::: TEXT EXCERPT :::
Ancient historian Polybius ( 2nd century BC) describes peoples of Illyria, like the Dassaretae and the Ardiaei, using the term ethnos, with the meaning of "tribes" within wider national units. After defeating the Macedonians in 196 BC, Roman consul Titus Quinctius Flamininus assigned to the Illyrian (Labeatan) king Plauratus, son of Skerdilaidas, the regions of the Parthini and Lychnis, which were previously occupied by Philip V of Macedon, and the territory of the Dassaretii was also likely detached from Macedon. Thus, after the Roman campaigns in Macedonia the Dassaretii were declared independent as Roman allies, like the Orestae, and they established autonomous political entities under the Roman protectorate.
::: MATERIAL SHOWN :::
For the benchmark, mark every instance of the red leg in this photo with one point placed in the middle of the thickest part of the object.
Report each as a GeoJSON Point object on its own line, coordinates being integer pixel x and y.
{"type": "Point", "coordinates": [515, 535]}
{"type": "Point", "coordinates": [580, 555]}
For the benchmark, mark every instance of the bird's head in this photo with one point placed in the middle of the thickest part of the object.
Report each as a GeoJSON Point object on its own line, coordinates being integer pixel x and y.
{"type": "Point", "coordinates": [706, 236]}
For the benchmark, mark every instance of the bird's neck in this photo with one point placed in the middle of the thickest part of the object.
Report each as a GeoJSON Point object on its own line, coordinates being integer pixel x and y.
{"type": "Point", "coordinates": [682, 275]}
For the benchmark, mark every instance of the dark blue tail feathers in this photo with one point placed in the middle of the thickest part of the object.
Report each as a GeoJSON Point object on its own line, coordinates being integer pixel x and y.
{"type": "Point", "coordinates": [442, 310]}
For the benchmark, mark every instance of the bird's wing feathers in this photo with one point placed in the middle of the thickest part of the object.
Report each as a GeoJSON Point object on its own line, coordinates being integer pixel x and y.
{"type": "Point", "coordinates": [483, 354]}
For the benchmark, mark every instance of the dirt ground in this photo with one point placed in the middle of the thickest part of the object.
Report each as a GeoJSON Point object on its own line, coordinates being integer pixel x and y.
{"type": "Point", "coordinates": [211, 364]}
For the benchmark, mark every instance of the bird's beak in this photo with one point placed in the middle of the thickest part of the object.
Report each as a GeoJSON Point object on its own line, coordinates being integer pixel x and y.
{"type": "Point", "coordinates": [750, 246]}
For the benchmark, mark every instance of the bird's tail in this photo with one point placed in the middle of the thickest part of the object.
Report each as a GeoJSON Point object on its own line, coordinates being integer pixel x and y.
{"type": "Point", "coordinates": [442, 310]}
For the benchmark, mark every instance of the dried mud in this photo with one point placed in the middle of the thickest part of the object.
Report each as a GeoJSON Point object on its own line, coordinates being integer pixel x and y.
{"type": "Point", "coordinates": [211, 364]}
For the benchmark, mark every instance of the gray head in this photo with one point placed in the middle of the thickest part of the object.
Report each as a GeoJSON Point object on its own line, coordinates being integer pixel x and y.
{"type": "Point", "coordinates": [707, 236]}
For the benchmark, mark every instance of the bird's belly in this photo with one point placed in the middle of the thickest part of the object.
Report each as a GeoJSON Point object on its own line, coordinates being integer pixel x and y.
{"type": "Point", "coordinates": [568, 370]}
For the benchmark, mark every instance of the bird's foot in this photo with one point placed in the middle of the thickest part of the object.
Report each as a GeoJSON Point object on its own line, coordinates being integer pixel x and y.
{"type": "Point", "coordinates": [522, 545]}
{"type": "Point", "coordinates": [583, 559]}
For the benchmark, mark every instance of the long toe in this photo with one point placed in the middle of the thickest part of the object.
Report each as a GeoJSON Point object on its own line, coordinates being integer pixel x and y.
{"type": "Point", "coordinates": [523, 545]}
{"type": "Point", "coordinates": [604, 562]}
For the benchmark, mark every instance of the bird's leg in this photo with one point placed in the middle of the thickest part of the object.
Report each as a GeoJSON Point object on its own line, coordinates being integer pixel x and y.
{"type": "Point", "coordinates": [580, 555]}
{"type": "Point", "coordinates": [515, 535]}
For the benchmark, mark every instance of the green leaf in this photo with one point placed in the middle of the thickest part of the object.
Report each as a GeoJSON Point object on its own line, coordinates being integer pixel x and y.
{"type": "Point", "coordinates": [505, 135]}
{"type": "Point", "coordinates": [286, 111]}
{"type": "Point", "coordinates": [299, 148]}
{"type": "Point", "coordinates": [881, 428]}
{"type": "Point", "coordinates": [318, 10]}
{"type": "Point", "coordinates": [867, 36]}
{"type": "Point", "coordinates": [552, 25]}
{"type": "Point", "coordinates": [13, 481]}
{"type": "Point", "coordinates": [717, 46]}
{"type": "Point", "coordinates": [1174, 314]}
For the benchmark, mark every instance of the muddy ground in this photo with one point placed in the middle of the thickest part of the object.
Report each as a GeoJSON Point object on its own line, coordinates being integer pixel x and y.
:::
**TASKS**
a: According to the text about the Dassaretii, in what year did the Romans defeat the Macedonians?
b: Rewrite the text about the Dassaretii from "Ancient historian Polybius" to "the Roman protectorate.", changing "Roman allies" to "Roman clients".
The lines that come after the text about the Dassaretii are separate material.

**TASK-BY-TASK SOLUTIONS**
a: 196 BC

b:
Ancient historian Polybius ( 2nd century BC) describes peoples of Illyria, like the Dassaretae and the Ardiaei, using the term ethnos, with the meaning of "tribes" within wider national units. After defeating the Macedonians in 196 BC, Roman consul Titus Quinctius Flamininus assigned to the Illyrian (Labeatan) king Plauratus, son of Skerdilaidas, the regions of the Parthini and Lychnis, which were previously occupied by Philip V of Macedon, and the territory of the Dassaretii was also likely detached from Macedon. Thus, after the Roman campaigns in Macedonia the Dassaretii were declared independent as Roman clients, like the Orestae, and they established autonomous political entities under the Roman protectorate.